§ Tasks to perform
(1) From the article on the South 11th Street closure, quote everything from "Emergency vehicles can" down to "it, Hood said.".
(2) Render this sentence from the article on the South 11th Street closure in Spanish: "Wakefield said the trustees concluded that foot traffic is too heavy around South 11th and Oakland to safely reopen the street to through traffic."
(3) For each statement, answer yes or no according to the article on the South 11th Street closure, and quote the words that decide it: (a) Wakefield worked at IUP for 25 years. (b) The petition drew more than 1,000 signatures. (c) Montgomery replied to an e-mail about the studies.

§ Selected extract

By Josh Mosse
INDIANA — James G. Wakefield, a former public relations photographer at Indiana University of Pennsylvania, has a problem with a street closure.
The entrance to the IUP campus at South 11th Street at Oakland Avenue was closed to traffic by the university’s Council of Trustees in September 2004 at the start of renovations to Cogswell Hall.
But IUP kept South 11th closed to traffic after the Cogswell construction project concluded. And administrators closed other streets as well — Pratt Drive between Locust Street and Grant Street following construction of Wallwork Residence Hall, and Maple Street between South 11th and Pratt, according to IUP’s Web site. The closures on South 11th and Pratt are listed as “pedestrians only” areas on an April 1 IUP map. But Maple is marked as closed.
Wakefield, who worked at IUP for 25 years, got 852 people to sign a petition asking Indiana borough council to petition IUP to reopen South 11th.
“The university wants to be by themselves,” Wakefield, 73, said in a Feb. 25 phone interview. “The only thing is, everything that they do one way or another, deals with this community.”
Indiana borough councilman Richard Thorell presented a resolution to reopen South 11th to the IUP Council of Trustees, along with Wakefield’s petitions, at a Sept. 26 council meeting, according to Wakefield’s Oct. 14 letter to the editor of the Indiana Gazette. But IUP’s trustees denied the request, Wakefield said in an interview from his home on Papermill Avenue.
Wakefield said the trustees concluded that foot traffic is too heavy around South 11th and Oakland to safely reopen the street to through traffic.
Michelle Fryling, media relations director at IUP, said the university did not close South 11th without doing its homework. She said IUP worked closely with campus Director of Public Safety William P. Montgomery and studied pedestrian traffic on the closed portion of South 11th.
“We continue to feel strongly that the closing of this portion of the street helps to make this area safer for pedestrians while not causing significant inconvenience to motorists,” Fryling said in a May 3 e-mail interview.
Montgomery didn’t respond to an e-mail query about the studies.
Wakefield said the university can do what it wants, since it controls the street. But he said closing South 11th is an inconvenience to residents on the north side of town. He said closing South 11th is a danger to students. He worried that they might not pay attention to emergency and maintenance vehicles while crossing South 11th.
“Wham, they’re going to get hit,” Wakefield said.
Despite the objections of Wakefield and his fellow petitioners, IUP announced a new construction project that confirms South 11th Street’s permanent closure to cars. On the IUP Office of Engineering and Construction Web site, IUP Project # IN-953.6, the 11th Street and Oakland Avenue Project, states the changes.
“This is a project of the university and authorized by PennDOT with consultation with Indiana Borough,” Fryling said in an e-mail. “South 11th will remain closed to vehicular traffic.”
Emergency vehicles can use the street if necessary, she added.
Indiana Mayor George Hood said the street closure poses no problem for the borough police department. The yellow chain blocking South 11th Street is made of plastic and held together in the middle by white plastic zip ties. A police car could drive right through it, Hood said.

§ Dataset content
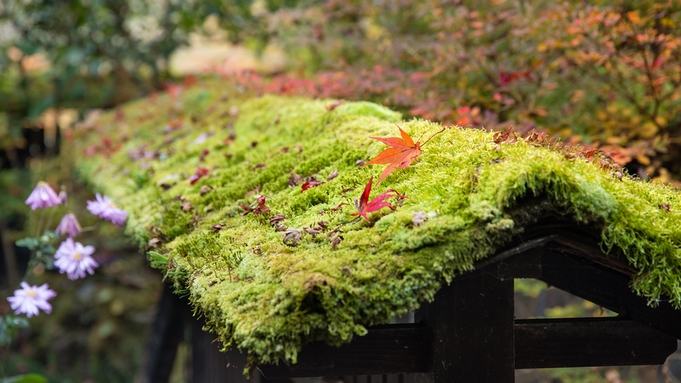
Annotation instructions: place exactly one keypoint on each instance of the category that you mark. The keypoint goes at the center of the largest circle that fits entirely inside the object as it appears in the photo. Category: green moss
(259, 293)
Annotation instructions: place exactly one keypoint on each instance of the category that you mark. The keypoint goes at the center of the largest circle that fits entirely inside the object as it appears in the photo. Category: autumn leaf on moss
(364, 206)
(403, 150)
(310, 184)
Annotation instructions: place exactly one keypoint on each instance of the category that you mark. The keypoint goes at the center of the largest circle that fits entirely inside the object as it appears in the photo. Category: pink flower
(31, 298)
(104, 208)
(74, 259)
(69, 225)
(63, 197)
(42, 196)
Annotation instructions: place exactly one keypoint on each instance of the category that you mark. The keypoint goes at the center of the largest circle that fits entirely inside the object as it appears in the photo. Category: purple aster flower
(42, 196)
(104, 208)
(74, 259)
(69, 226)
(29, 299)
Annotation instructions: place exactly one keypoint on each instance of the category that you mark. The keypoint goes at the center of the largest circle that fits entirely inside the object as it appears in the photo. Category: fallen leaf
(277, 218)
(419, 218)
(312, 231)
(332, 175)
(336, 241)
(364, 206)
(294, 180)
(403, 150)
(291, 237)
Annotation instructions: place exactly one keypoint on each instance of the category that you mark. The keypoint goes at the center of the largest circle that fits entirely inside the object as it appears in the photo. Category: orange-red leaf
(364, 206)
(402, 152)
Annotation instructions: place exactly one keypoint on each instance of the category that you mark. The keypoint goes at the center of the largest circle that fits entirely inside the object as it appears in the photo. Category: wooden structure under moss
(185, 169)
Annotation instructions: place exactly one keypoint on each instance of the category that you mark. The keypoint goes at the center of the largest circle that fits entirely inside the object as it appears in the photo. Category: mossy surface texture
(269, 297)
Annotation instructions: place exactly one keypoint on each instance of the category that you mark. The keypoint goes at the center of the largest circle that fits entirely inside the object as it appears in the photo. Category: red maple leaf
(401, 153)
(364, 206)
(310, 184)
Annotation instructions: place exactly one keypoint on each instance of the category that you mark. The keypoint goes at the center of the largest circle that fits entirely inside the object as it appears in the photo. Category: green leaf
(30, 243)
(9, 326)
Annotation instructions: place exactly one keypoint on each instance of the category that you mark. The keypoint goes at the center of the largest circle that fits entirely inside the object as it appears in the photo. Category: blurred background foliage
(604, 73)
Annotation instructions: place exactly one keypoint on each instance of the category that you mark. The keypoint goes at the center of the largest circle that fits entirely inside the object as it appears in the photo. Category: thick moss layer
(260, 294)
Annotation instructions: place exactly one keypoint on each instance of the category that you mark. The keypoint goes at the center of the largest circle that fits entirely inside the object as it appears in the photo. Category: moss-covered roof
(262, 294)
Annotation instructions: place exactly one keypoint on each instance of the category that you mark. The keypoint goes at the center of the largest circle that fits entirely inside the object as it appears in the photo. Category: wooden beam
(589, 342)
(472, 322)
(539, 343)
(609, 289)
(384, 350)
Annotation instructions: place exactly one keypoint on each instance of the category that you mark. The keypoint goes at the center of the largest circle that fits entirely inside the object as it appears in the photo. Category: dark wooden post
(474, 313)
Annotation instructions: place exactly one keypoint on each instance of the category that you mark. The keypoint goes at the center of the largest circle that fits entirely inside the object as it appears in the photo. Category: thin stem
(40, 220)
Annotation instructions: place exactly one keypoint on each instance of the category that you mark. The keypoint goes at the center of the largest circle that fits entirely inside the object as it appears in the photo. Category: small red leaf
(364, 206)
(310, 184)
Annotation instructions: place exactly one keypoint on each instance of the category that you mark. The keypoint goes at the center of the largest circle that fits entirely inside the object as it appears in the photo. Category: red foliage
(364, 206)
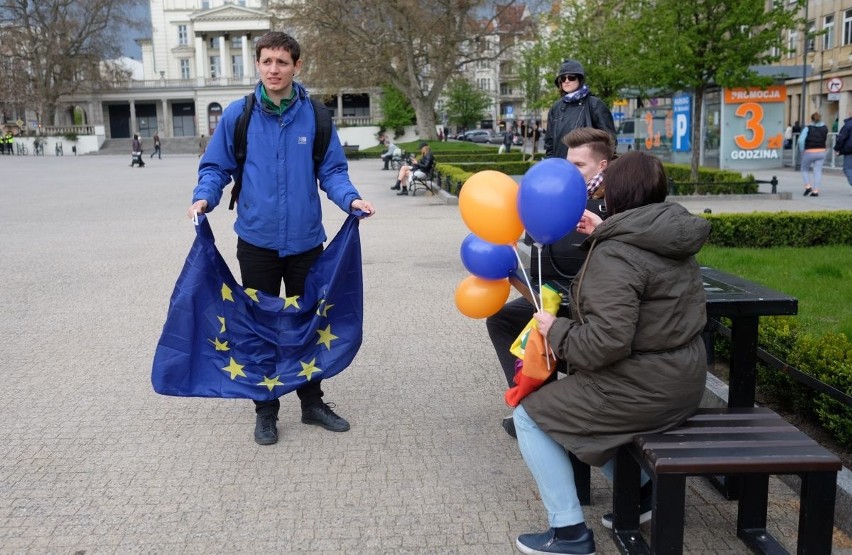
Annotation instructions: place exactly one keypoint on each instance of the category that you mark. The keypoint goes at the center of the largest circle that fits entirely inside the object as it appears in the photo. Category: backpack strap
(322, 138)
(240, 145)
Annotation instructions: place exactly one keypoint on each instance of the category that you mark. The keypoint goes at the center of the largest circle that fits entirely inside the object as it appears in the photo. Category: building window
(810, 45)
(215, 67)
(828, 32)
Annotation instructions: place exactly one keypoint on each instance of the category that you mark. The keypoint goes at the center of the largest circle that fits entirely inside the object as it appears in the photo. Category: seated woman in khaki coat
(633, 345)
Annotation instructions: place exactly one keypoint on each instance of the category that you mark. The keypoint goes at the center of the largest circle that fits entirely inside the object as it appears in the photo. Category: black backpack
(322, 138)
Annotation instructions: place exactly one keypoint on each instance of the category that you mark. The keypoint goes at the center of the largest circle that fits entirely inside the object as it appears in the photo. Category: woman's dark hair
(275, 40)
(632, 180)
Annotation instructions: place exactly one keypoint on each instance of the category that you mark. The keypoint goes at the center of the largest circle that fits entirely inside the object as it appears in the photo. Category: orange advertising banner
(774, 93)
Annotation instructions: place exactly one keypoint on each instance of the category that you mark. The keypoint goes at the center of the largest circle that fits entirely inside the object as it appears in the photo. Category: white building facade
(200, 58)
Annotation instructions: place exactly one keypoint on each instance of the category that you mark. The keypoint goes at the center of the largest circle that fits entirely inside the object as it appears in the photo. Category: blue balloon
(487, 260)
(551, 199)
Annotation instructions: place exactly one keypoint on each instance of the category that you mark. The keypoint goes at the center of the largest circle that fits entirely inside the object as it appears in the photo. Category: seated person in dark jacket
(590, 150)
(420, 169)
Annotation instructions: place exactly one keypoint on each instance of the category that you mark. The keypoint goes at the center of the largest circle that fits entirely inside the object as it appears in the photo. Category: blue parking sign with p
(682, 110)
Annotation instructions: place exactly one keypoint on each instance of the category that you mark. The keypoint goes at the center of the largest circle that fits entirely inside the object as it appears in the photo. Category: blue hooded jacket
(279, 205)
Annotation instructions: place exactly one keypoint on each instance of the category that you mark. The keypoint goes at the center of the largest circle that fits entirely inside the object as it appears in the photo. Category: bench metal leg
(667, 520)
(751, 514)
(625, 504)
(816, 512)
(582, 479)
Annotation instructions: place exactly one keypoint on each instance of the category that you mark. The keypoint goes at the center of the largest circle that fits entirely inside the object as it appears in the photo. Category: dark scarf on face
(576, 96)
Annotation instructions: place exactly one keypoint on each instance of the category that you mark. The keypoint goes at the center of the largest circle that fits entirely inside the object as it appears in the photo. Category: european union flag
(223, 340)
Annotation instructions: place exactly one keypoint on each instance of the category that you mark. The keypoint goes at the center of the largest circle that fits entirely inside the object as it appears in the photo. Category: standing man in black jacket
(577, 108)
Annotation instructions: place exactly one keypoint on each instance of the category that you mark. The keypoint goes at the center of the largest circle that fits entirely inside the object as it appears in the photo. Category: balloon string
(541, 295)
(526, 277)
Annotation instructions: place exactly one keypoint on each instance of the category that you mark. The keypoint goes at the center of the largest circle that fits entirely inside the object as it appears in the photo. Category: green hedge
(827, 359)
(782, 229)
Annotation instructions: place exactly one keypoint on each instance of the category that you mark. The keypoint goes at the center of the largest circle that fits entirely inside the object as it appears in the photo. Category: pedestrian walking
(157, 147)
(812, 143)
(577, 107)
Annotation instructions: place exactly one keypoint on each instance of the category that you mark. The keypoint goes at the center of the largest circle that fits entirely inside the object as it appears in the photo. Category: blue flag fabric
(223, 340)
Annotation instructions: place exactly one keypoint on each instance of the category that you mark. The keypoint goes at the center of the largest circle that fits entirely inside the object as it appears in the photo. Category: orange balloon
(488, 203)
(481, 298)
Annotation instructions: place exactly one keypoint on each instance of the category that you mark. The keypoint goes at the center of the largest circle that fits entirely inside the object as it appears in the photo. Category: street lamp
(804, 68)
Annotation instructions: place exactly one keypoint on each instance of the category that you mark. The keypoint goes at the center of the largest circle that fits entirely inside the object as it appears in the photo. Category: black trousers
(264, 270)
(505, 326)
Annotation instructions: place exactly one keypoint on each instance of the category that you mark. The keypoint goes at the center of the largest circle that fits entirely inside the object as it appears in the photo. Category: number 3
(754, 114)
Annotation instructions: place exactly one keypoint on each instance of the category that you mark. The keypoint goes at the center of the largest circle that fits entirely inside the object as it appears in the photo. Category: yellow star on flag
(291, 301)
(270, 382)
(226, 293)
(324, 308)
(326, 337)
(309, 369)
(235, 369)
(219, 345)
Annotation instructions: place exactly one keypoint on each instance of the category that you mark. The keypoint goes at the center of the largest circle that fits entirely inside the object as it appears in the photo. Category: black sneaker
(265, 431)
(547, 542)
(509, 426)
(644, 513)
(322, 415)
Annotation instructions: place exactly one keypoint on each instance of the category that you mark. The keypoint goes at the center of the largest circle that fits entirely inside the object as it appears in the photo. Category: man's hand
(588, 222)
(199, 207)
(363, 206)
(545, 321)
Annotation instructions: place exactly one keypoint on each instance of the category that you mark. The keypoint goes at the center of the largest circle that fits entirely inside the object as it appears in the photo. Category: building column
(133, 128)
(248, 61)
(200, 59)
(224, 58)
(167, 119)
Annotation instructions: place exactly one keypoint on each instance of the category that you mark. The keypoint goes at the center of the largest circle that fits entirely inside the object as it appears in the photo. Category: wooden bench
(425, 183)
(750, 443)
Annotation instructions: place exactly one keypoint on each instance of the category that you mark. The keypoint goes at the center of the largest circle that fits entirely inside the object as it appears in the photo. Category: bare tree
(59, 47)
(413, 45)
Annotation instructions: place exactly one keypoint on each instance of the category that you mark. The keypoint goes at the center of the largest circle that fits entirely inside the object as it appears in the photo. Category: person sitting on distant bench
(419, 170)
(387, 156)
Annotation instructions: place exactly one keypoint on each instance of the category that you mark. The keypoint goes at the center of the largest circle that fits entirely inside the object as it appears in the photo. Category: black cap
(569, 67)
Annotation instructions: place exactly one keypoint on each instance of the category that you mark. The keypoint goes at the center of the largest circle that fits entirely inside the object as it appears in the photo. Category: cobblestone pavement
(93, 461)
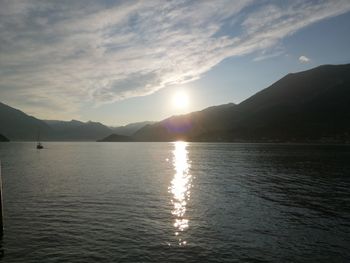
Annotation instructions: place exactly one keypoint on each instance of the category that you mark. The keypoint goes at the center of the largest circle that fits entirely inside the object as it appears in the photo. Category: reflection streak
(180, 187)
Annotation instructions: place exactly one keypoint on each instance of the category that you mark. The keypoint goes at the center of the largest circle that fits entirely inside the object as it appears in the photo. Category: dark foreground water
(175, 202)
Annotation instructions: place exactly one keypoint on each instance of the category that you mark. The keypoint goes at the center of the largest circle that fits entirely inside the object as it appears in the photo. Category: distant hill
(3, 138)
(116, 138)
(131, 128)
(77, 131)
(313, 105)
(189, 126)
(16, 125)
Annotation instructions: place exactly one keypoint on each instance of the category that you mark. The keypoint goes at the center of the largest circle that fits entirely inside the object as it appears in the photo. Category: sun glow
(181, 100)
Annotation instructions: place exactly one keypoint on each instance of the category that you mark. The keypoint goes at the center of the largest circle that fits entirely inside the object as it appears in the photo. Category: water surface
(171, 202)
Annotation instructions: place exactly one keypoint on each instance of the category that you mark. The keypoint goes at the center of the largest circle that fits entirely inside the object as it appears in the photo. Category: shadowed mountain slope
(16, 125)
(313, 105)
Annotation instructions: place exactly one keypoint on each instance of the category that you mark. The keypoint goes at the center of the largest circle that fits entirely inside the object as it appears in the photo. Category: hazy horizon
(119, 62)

§ Answers per task
(1)
Emergency vehicles can use the street if necessary, she added.
Indiana Mayor George Hood said the street closure poses no problem for the borough police department. The yellow chain blocking South 11th Street is made of plastic and held together in the middle by white plastic zip ties. A police car could drive right through it, Hood said.

(2) Wakefield dijo que los miembros del consejo de administración concluyeron que el tráfico peatonal es demasiado intenso en los alrededores de South 11th y Oakland como para reabrir la calle al tráfico de paso de forma segura.

(3)
(a) Yes: "Wakefield, who worked at IUP for 25 years"
(b) No: "got 852 people to sign a petition"
(c) No: "Montgomery didn’t respond to an e-mail query about the studies."